### Required task
Reproduce every line of the data below from the line containing "of the flashing" through the end of the data, requests included, with each point coordinate in the answers multiplied by 0.3 and rounded to a whole number, halves going up. Give only those lines.

Begin Material for the task

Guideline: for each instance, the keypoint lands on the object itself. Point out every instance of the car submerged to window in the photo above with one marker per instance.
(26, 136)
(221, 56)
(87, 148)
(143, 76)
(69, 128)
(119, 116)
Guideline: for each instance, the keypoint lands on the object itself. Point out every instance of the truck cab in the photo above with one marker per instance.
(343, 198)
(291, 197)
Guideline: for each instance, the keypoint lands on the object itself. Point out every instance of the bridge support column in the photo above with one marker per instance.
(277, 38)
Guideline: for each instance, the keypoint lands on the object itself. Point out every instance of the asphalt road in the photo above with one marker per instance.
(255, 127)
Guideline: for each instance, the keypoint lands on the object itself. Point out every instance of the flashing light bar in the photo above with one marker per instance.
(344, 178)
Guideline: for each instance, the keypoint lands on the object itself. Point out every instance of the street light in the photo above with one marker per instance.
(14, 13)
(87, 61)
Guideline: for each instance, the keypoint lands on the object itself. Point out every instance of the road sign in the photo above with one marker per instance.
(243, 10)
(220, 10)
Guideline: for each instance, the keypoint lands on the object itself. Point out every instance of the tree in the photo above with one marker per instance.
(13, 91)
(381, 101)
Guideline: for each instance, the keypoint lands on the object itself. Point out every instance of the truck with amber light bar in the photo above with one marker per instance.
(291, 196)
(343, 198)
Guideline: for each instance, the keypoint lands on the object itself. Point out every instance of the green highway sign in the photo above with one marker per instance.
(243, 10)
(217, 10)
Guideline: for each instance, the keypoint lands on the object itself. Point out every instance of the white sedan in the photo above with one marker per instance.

End Material for the task

### Exercise result
Guideline: for each instance, the keypoint lands on the object itself. Point out every instance of the flashing light bar in the photo above with one marker per instance.
(103, 53)
Guideline: for each instance, the keypoint lands on the object itself. Point out every instance of the street light in the photo above with one marker per instance.
(4, 4)
(26, 18)
Guideline: for each instance, the keypoint lands on the object itself. Point out every instance of the road sign in the photo above with one marker per instance.
(73, 3)
(66, 3)
Guideline: for each instance, the keypoint lands on the object itself. Point out every instance of the tree in the photo above with one marker per instance.
(4, 27)
(114, 30)
Guideline: for each instance, the keypoint lands on the object itself. Point out every instance of the truck with amber light bar in the photo above with one marker per instance.
(87, 59)
(103, 59)
Guideline: for each instance, the keypoint lands on the object itself. Point out every instance of the green highway sign in the photo above with one marker per instance.
(73, 3)
(65, 3)
Guideline: for each instance, the keypoint lands on the object itself. Point out every instance of the white sedan in the photo above with one marker per instance.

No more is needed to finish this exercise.